### TASK REQUIREMENTS
Format the records below as a numbered list with blank lines omitted, starting at the line containing "Note: pick out each instance of the pendant light rod" and ending at the line containing "(1365, 648)", both included. Include only those lines.

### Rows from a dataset
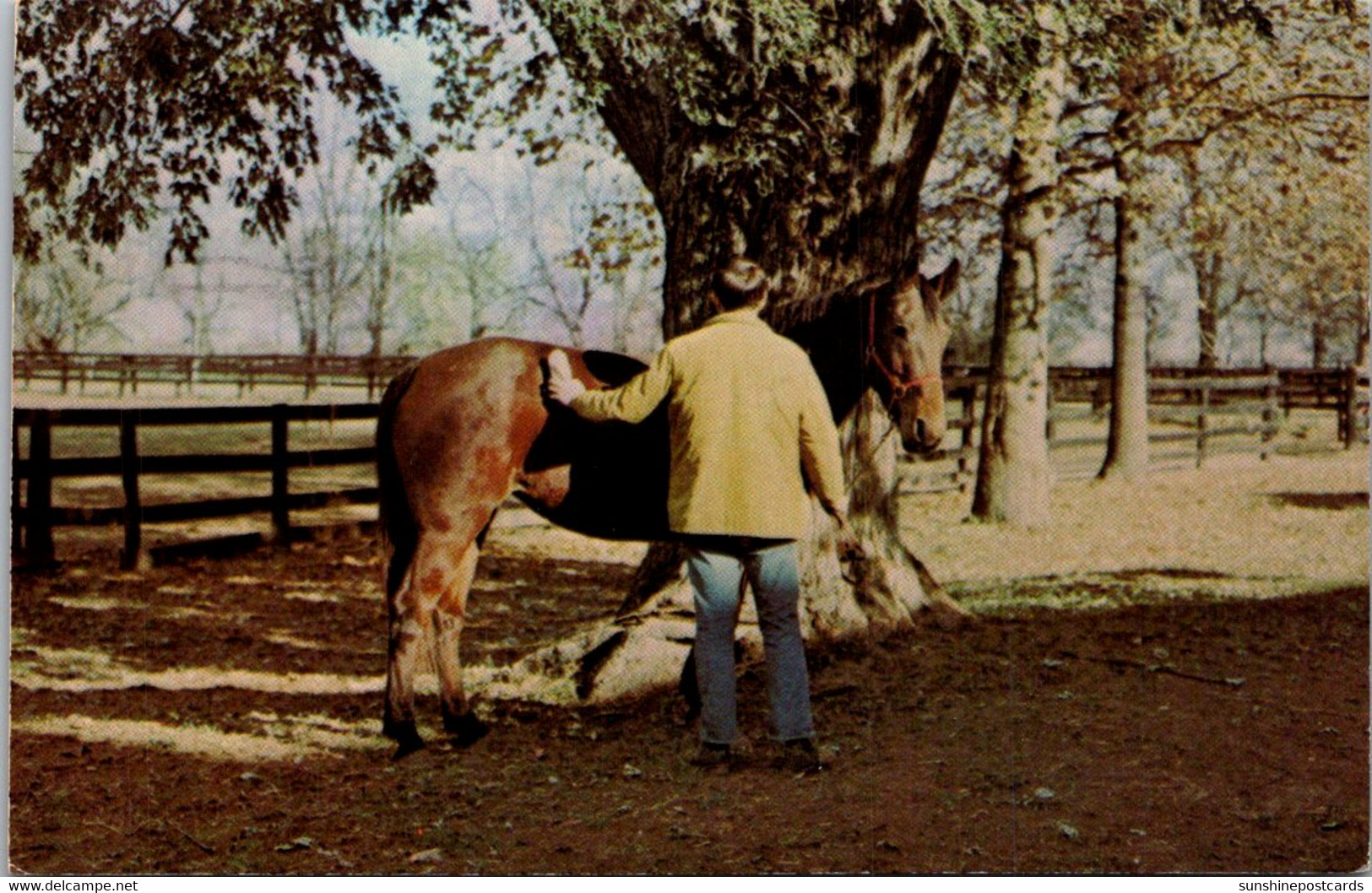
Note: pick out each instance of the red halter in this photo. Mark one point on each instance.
(899, 387)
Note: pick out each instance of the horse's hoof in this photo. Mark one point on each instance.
(405, 734)
(406, 748)
(465, 728)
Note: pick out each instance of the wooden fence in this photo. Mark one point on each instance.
(35, 516)
(1185, 405)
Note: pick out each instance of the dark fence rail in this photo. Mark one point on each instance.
(247, 372)
(35, 516)
(1185, 405)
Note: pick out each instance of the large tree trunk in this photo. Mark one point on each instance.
(1126, 445)
(1014, 475)
(858, 223)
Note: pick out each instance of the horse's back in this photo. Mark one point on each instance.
(472, 427)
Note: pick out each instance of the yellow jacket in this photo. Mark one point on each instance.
(750, 425)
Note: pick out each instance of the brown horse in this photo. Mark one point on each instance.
(468, 427)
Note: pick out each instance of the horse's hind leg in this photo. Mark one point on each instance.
(408, 627)
(449, 614)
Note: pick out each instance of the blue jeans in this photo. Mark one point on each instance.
(718, 568)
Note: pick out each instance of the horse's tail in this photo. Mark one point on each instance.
(399, 533)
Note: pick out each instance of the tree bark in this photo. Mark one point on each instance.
(1126, 445)
(1014, 476)
(1209, 265)
(860, 221)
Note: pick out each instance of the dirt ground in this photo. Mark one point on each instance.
(1124, 700)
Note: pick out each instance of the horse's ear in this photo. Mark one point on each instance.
(937, 289)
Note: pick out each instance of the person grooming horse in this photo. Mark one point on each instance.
(750, 428)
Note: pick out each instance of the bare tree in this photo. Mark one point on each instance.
(66, 302)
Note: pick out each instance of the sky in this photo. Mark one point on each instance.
(256, 313)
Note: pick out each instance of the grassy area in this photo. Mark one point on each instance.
(1236, 527)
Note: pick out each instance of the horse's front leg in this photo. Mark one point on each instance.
(449, 614)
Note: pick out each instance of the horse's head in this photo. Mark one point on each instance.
(906, 344)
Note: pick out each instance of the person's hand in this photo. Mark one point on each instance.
(561, 386)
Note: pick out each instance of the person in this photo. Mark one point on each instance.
(750, 428)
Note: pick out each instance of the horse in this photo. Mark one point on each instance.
(467, 428)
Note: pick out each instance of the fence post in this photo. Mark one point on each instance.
(969, 420)
(280, 474)
(15, 528)
(1051, 401)
(1349, 406)
(1202, 423)
(1269, 412)
(132, 556)
(39, 502)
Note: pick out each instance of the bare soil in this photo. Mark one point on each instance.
(1172, 713)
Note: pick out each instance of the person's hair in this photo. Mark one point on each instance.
(740, 283)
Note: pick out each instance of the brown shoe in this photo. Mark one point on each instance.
(800, 757)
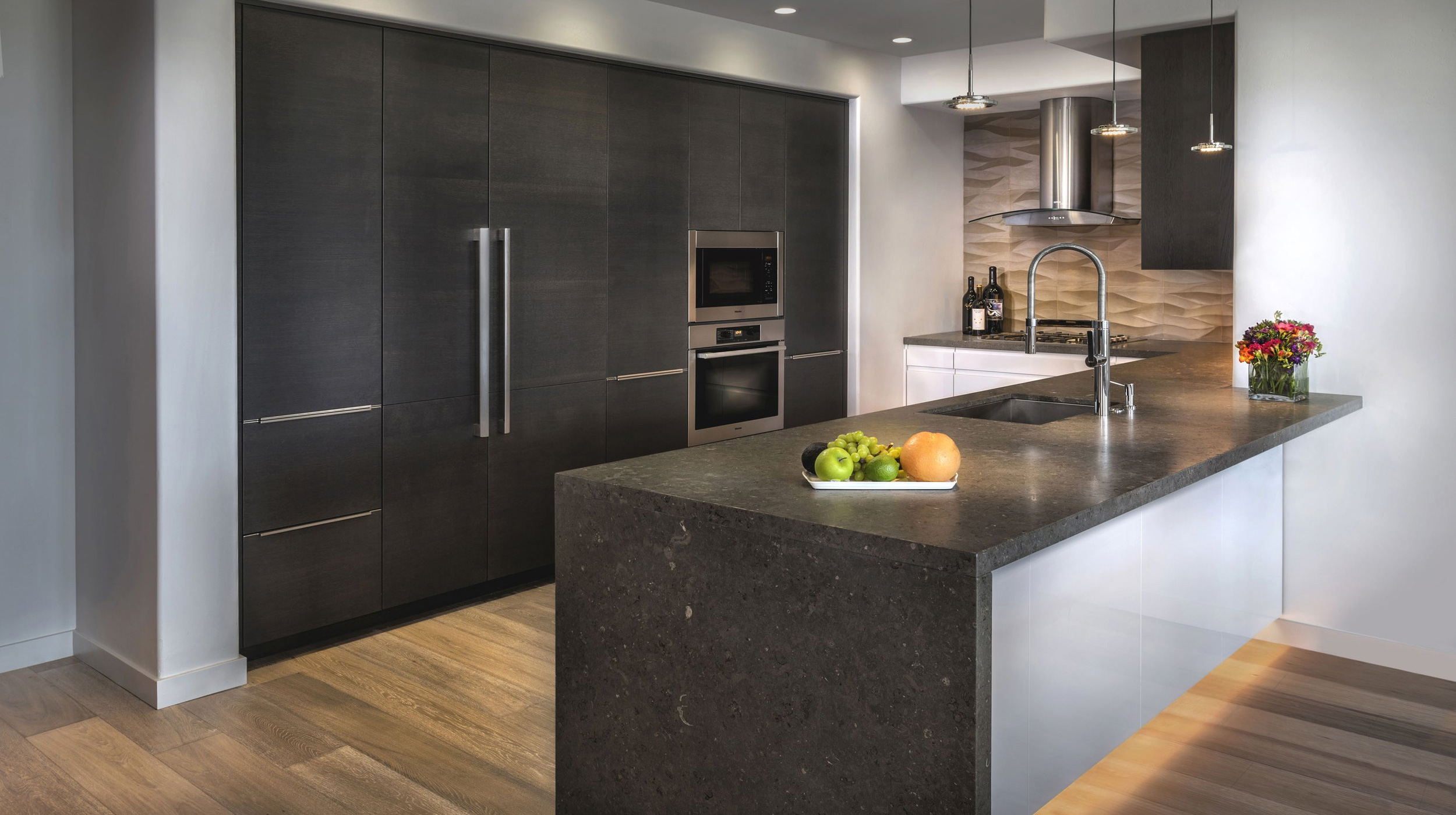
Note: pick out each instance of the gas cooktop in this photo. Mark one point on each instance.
(1055, 338)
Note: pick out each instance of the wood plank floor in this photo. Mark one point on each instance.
(450, 715)
(1283, 731)
(453, 715)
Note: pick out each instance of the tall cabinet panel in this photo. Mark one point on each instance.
(647, 274)
(437, 188)
(555, 428)
(817, 216)
(715, 171)
(549, 188)
(309, 213)
(764, 156)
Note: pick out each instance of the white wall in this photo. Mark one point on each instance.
(1344, 173)
(909, 161)
(155, 345)
(37, 401)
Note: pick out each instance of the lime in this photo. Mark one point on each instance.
(881, 469)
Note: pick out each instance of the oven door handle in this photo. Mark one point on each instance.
(741, 353)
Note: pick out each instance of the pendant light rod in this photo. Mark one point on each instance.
(1114, 129)
(970, 101)
(1213, 144)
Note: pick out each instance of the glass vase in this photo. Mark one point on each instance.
(1271, 382)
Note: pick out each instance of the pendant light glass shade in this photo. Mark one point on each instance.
(1213, 144)
(1114, 129)
(970, 101)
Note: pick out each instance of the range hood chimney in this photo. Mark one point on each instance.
(1076, 168)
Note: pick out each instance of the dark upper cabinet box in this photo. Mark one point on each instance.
(1187, 197)
(309, 213)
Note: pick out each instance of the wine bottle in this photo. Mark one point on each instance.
(995, 300)
(973, 313)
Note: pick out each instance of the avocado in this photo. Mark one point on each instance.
(810, 455)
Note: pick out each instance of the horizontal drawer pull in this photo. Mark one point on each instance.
(310, 415)
(650, 374)
(316, 525)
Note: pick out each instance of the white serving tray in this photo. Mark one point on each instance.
(820, 484)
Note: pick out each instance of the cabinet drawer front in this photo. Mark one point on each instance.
(306, 470)
(930, 357)
(299, 580)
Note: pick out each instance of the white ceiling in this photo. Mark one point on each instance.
(936, 25)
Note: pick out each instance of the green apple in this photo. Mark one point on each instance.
(833, 465)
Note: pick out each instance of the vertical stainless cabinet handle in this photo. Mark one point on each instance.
(487, 243)
(506, 329)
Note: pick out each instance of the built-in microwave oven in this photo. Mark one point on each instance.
(734, 275)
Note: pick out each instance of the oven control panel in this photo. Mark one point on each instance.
(738, 334)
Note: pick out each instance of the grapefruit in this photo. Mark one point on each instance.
(931, 458)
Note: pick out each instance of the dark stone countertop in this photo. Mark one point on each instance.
(957, 339)
(1021, 487)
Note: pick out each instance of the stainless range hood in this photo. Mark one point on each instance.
(1076, 168)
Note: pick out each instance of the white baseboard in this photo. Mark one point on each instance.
(162, 692)
(34, 651)
(1365, 648)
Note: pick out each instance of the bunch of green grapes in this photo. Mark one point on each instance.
(863, 449)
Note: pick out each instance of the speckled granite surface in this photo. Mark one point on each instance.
(1021, 487)
(731, 641)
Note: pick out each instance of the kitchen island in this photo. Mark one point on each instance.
(731, 641)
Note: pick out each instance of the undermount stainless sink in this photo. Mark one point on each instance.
(1021, 409)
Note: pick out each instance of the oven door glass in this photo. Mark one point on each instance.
(737, 277)
(737, 389)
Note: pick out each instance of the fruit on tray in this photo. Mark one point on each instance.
(833, 465)
(863, 452)
(931, 458)
(810, 455)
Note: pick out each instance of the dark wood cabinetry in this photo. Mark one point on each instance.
(645, 417)
(306, 470)
(436, 492)
(302, 580)
(764, 155)
(1187, 197)
(549, 188)
(309, 213)
(552, 430)
(813, 391)
(647, 281)
(369, 156)
(437, 190)
(817, 222)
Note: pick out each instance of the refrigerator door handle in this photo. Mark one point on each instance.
(506, 331)
(487, 245)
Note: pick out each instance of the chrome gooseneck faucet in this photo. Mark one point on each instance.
(1098, 338)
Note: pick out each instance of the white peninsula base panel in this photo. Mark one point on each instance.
(1094, 636)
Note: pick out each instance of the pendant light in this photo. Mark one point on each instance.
(970, 101)
(1114, 129)
(1213, 144)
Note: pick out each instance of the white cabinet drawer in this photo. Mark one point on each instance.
(976, 382)
(930, 357)
(1020, 363)
(928, 385)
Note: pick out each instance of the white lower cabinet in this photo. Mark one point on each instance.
(938, 373)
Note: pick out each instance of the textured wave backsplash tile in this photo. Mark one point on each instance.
(1003, 172)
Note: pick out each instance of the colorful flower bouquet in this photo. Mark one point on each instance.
(1277, 353)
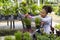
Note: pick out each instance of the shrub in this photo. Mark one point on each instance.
(27, 36)
(58, 38)
(18, 35)
(8, 38)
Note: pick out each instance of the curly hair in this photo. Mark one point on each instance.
(47, 8)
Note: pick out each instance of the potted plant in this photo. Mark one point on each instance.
(8, 38)
(18, 35)
(37, 22)
(27, 36)
(58, 29)
(27, 22)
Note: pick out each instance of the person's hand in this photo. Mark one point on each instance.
(26, 15)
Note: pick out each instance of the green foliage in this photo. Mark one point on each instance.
(58, 38)
(18, 35)
(37, 21)
(57, 26)
(42, 37)
(27, 36)
(55, 9)
(27, 21)
(8, 38)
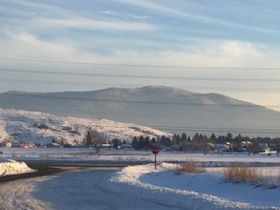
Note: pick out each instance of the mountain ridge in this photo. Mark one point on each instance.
(159, 106)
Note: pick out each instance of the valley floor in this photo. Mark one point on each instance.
(135, 187)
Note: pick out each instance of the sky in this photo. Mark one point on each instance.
(225, 46)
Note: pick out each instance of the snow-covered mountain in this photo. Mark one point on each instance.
(156, 106)
(36, 127)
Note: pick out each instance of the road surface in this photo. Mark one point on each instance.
(86, 190)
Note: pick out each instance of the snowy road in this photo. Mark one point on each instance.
(87, 190)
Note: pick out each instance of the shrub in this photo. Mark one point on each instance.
(189, 167)
(242, 174)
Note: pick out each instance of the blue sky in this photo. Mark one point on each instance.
(211, 33)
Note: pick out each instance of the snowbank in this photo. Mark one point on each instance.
(11, 167)
(196, 191)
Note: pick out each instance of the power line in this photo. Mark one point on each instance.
(130, 76)
(132, 101)
(140, 65)
(125, 85)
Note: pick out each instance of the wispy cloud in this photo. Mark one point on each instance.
(175, 12)
(89, 24)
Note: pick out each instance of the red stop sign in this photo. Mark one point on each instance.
(155, 150)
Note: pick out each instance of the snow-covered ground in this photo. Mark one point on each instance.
(197, 191)
(11, 167)
(88, 154)
(137, 188)
(36, 127)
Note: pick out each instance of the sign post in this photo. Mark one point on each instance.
(155, 151)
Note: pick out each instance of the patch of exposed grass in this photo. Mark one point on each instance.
(243, 174)
(189, 167)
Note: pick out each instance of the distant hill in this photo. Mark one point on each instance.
(37, 127)
(162, 107)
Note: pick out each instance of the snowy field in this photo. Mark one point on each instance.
(11, 167)
(136, 187)
(86, 154)
(17, 126)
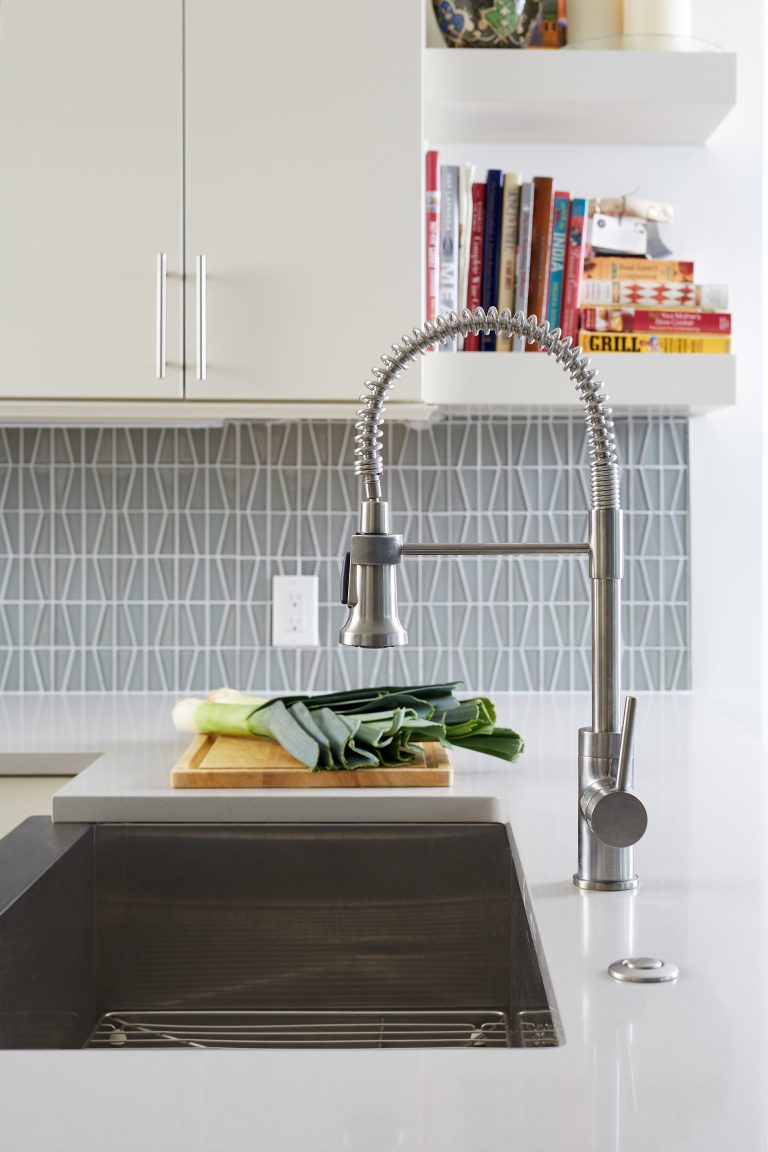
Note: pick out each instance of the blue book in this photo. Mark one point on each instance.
(491, 250)
(557, 258)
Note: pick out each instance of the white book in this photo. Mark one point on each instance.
(523, 272)
(448, 282)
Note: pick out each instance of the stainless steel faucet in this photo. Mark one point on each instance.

### RESPONSE TO THE EXERCISE
1. Note: pick out each instance of the pendant light rod in this photo. Mark one point on each instance.
2. (1114, 129)
3. (970, 101)
4. (1213, 144)
5. Note: pick out each instance of the glass vase in this photo. Mark one point on each instance.
6. (1271, 382)
7. Note: pick out each instance of the pendant light glass shade in this photo. Mark one point on each instance.
8. (1213, 144)
9. (1114, 129)
10. (970, 101)
11. Note: pick out each instance of the range hood chimney in this photo. Mark one point on each instance.
12. (1076, 168)
13. Note: pick out each instance of the dark upper cabinet box in this photo. Mark one point on each instance.
14. (1187, 197)
15. (309, 213)
16. Note: pick out each instance of the wine bottle in this photo. Mark one point on each instance.
17. (995, 300)
18. (973, 313)
19. Note: pick out each instance of the avocado in this photo. Mark one point on each instance.
20. (810, 455)
21. Note: pick out each instance of the horizontal drawer pull in this photo. Mark one point on each instance.
22. (310, 415)
23. (650, 374)
24. (316, 525)
25. Note: pick out each instance of the white serving tray in this photo. Mark one point on each instance.
26. (820, 484)
27. Note: pick out each instance of the cabinet drawer front in this photo. Mark one point on each instance.
28. (306, 470)
29. (930, 357)
30. (299, 580)
31. Note: pick out each instance of the white ceiling in this photo. Mark one point on each instance.
32. (936, 25)
33. Note: pick out each instance of the green apple in this photo. Mark one point on each instance.
34. (833, 465)
35. Note: pick out each instance of the vertical stainless cabinet handle in this photo. Mark one point on each instance.
36. (487, 243)
37. (506, 329)
38. Note: pick out each instance of the built-in microwave oven in this photo. Mark one point on each instance.
39. (734, 275)
40. Note: pick out each instance of the oven control panel in this photo. Mark one point on each instance.
41. (738, 334)
42. Note: pick out each instance of the grapefruit in this photo. Mark one point on each instance.
43. (931, 458)
44. Note: pick out each instance of the dark stone countertop in this photo. Mark one point on each instance.
45. (957, 339)
46. (1021, 487)
47. Note: pick out each instance of the stainless range hood in this photo. Mark one point on each instance.
48. (1076, 168)
49. Note: pick out each instance of the white baseboard in this photo. Mark one point on each instance.
50. (162, 692)
51. (34, 651)
52. (1365, 648)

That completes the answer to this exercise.